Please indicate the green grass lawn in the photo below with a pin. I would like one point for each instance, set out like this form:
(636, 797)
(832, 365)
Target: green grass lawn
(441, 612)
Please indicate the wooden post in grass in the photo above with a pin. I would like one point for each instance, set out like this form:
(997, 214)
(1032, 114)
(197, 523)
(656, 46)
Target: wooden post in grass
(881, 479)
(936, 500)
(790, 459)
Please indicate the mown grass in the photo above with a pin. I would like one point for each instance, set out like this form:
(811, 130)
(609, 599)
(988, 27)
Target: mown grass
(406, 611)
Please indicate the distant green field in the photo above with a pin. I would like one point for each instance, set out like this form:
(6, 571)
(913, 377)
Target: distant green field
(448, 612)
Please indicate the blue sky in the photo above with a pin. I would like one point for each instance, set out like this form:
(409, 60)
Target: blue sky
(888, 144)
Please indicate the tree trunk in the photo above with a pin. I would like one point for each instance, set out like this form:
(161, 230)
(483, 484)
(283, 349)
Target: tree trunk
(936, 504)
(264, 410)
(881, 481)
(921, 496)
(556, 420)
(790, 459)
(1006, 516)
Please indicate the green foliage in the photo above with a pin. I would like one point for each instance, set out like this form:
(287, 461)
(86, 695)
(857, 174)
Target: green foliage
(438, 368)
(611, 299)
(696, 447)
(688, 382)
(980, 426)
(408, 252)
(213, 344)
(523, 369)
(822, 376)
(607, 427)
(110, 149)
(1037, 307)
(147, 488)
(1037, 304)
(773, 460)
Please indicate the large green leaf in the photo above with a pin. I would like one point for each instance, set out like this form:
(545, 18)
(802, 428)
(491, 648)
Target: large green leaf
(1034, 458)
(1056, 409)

☆ ☆ ☆ ☆

== STATED PROBLEM ==
Update the entries from the line containing "Please indicate the large" through the end, inclusive, replacing "large green leaf" with "broad green leaf" and changing nothing else.

== TASK OUTPUT ==
Please indicate the broad green leaf in the photo above with a pin. I would like one point for each instance, set out like this form:
(545, 18)
(802, 428)
(491, 648)
Target: broad green leaf
(1034, 458)
(1056, 409)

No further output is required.